Fitting and Comparing Candidate Models

Fitting a Regression Model

On the Model tab, drag a Regression node to your diagram workspace. Connect the Interactive Binning node to the Regression (3) node.
In the Properties Panel, locate the Model Selection subgroup. These properties determine whether and which type of model of variable selection is performed when generating the model. You can choose from the following variable selection techniques:
  • Backward — Variable selection begins with all candidate effects in the model and systematically removes effects that are not significantly associated with the target. This continues until no other effect in the model meets the Stay Significance Level, or until the Stop Variable Number is met. This method is not recommended for binary or ordinal targets when there are many candidate effects or when there are many levels for some classification input variables.
  • Forward — Variable selection begins with no candidate effects in the model and then systematically adds effects that are significantly associated with the target. This proceeds until none of the remaining effects meet the Entry Significance Level, or until the Stop Variable Number is met.

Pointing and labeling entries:
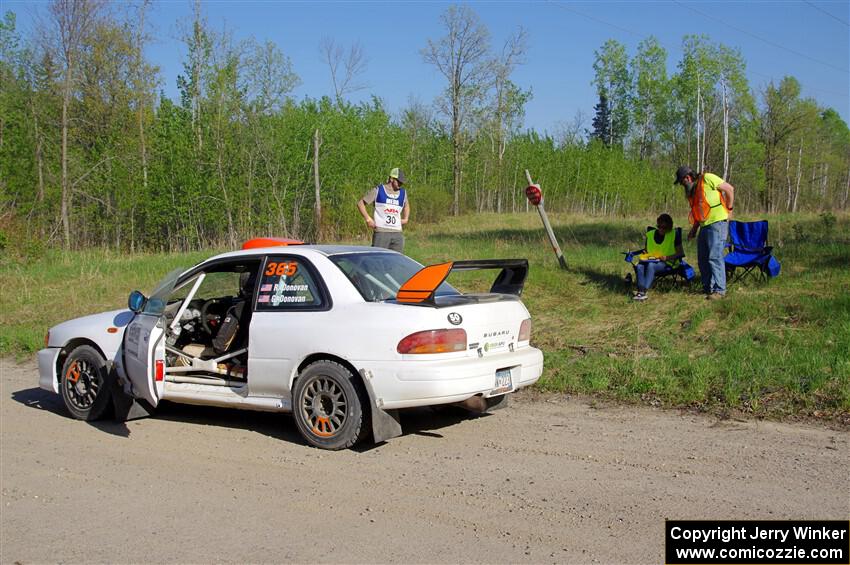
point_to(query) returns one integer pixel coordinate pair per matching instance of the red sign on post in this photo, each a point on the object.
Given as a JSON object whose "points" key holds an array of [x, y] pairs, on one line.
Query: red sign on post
{"points": [[532, 192]]}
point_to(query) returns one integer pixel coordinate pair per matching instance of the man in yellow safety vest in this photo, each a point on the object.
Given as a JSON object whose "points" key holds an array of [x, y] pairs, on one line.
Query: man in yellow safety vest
{"points": [[711, 199]]}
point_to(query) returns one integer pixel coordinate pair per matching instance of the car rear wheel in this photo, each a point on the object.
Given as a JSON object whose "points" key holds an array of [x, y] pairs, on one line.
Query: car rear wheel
{"points": [[328, 403], [83, 383]]}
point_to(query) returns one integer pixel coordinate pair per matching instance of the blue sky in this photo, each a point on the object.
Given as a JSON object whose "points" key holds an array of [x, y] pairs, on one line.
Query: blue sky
{"points": [[808, 39]]}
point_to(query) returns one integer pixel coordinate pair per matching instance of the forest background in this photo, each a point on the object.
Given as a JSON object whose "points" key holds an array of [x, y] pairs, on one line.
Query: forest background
{"points": [[93, 154]]}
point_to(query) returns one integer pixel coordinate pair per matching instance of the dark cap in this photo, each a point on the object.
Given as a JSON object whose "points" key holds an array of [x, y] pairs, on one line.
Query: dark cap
{"points": [[397, 174], [682, 172]]}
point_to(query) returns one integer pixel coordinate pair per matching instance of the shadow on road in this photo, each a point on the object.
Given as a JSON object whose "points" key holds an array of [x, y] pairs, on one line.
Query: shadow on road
{"points": [[423, 421], [40, 399]]}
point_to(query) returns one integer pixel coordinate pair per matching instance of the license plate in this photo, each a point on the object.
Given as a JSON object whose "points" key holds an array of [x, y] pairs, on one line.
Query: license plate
{"points": [[503, 381]]}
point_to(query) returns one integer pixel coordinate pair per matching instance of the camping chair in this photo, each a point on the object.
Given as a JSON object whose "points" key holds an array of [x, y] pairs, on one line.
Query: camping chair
{"points": [[682, 274], [749, 253]]}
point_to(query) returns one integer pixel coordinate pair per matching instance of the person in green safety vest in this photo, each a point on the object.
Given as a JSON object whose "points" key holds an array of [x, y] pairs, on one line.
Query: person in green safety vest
{"points": [[663, 251]]}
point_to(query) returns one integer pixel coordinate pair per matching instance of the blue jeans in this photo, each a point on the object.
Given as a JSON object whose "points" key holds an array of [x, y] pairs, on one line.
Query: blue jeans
{"points": [[646, 271], [712, 268]]}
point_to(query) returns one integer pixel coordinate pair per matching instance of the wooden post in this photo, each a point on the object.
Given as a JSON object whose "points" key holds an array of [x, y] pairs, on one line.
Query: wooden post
{"points": [[542, 211], [317, 141]]}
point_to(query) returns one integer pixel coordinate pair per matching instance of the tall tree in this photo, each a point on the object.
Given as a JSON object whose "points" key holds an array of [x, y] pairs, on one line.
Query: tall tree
{"points": [[71, 23], [651, 90], [612, 81], [462, 56], [346, 68], [602, 121]]}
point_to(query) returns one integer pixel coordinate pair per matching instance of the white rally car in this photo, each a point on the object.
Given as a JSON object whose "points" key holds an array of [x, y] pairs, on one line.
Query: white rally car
{"points": [[341, 336]]}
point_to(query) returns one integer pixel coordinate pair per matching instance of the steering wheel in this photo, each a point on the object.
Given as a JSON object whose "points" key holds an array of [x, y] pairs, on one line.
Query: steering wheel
{"points": [[210, 317]]}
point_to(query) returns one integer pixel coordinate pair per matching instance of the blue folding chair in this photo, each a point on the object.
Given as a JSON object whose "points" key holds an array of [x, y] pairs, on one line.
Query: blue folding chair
{"points": [[749, 253], [682, 274]]}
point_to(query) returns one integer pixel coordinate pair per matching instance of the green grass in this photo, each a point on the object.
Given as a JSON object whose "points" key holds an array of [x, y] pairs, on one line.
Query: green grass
{"points": [[777, 349]]}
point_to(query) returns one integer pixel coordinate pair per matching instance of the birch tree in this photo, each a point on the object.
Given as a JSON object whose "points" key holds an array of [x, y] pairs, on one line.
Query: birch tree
{"points": [[463, 57]]}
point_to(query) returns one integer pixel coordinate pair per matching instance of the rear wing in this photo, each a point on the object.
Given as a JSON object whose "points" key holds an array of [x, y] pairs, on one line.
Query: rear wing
{"points": [[422, 287]]}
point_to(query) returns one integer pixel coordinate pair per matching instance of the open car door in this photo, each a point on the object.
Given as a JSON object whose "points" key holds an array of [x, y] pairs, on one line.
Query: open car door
{"points": [[144, 347]]}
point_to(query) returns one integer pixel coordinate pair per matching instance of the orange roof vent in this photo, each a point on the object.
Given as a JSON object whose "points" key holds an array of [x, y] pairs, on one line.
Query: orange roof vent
{"points": [[270, 242]]}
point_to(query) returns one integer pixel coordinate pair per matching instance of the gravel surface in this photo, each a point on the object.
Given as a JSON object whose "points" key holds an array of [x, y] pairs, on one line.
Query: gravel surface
{"points": [[548, 479]]}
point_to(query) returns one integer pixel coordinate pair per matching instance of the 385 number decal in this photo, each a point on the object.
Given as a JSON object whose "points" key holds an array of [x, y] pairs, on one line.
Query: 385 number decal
{"points": [[283, 269]]}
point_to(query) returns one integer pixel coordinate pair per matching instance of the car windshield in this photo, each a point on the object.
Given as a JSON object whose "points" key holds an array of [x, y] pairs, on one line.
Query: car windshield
{"points": [[378, 276], [155, 305]]}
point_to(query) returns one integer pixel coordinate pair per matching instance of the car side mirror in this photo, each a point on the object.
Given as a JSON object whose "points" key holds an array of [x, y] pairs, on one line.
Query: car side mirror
{"points": [[136, 301]]}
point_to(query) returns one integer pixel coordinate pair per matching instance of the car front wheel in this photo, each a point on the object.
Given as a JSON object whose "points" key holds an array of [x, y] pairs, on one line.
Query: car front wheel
{"points": [[83, 383], [328, 403]]}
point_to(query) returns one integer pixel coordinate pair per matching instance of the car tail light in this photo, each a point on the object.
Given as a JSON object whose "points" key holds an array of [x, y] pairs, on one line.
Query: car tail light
{"points": [[525, 330], [434, 341]]}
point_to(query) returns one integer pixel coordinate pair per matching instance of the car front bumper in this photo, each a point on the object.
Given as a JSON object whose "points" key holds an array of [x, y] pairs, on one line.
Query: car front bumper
{"points": [[47, 368], [409, 383]]}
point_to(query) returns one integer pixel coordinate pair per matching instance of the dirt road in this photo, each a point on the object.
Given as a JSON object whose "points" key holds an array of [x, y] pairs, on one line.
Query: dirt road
{"points": [[542, 481]]}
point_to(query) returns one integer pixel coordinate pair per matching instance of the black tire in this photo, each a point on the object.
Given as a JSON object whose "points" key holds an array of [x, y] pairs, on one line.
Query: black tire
{"points": [[328, 404], [84, 385]]}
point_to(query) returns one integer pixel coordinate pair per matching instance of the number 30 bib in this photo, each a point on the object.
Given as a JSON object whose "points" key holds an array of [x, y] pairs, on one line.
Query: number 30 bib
{"points": [[388, 209]]}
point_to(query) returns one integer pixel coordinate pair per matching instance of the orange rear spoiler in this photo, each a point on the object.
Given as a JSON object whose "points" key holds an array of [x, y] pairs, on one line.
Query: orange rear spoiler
{"points": [[269, 242], [421, 288]]}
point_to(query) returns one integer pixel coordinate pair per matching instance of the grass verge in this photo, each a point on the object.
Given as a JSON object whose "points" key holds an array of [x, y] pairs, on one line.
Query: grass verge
{"points": [[780, 349]]}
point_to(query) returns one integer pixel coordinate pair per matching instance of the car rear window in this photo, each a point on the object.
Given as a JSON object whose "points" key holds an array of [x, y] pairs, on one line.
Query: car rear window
{"points": [[378, 276]]}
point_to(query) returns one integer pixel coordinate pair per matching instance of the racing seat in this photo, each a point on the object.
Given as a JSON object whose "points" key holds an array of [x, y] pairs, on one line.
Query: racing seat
{"points": [[229, 344], [671, 276], [749, 253]]}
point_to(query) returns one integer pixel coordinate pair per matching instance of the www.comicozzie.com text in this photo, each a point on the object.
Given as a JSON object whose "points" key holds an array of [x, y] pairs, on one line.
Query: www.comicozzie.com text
{"points": [[743, 533]]}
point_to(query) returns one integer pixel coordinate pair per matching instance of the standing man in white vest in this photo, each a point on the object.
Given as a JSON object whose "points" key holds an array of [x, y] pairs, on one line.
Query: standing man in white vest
{"points": [[392, 210]]}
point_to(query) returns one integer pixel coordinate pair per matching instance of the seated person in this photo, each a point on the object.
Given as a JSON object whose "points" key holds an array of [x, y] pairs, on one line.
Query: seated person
{"points": [[664, 251]]}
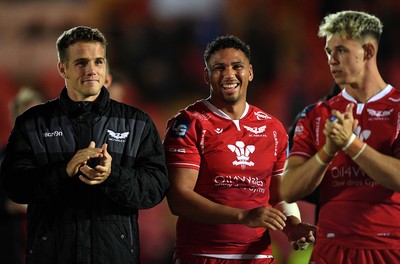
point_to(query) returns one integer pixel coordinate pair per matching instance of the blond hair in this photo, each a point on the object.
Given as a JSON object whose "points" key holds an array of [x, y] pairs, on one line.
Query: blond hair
{"points": [[352, 25]]}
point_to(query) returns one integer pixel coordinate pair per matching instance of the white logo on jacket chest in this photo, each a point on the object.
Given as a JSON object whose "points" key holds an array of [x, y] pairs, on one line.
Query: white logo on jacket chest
{"points": [[53, 134], [242, 154], [116, 136]]}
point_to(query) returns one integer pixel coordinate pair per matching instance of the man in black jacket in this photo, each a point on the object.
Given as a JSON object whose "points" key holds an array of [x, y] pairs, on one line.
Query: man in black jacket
{"points": [[84, 164]]}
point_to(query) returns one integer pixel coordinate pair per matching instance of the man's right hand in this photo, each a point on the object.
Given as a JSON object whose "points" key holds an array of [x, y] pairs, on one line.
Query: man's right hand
{"points": [[263, 216], [81, 158]]}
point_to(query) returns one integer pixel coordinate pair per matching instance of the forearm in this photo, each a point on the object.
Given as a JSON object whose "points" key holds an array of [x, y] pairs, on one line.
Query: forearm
{"points": [[383, 169]]}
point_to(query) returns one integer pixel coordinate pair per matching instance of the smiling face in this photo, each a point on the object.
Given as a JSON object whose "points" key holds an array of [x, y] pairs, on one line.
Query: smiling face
{"points": [[228, 73], [84, 71], [347, 59]]}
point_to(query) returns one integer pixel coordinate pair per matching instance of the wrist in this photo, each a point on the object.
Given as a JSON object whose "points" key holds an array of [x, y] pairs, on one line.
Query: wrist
{"points": [[324, 157], [355, 149], [349, 142]]}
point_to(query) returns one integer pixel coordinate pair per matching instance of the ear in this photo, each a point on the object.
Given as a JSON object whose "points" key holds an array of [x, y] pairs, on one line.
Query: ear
{"points": [[206, 76], [61, 70], [251, 73], [369, 50]]}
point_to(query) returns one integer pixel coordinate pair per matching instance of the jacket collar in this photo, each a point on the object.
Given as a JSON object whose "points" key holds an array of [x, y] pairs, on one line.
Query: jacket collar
{"points": [[74, 109]]}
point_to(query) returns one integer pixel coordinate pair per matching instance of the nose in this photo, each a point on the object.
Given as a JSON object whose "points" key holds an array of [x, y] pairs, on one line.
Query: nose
{"points": [[332, 59], [91, 68], [229, 72]]}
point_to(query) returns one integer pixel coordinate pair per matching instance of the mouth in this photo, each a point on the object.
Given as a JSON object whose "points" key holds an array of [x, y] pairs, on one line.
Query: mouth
{"points": [[335, 73], [230, 87], [90, 81]]}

What the task asks: Write out the passage of the guide to fitting candidate models from "Fitting and Comparing" to "Regression (3) node.", word for word.

Final result:
Fitting and Comparing Candidate Models

Fitting a Regression Model

On the Model tab, drag a Regression node to your diagram workspace. Connect the Interactive Binning node to the Regression (3) node.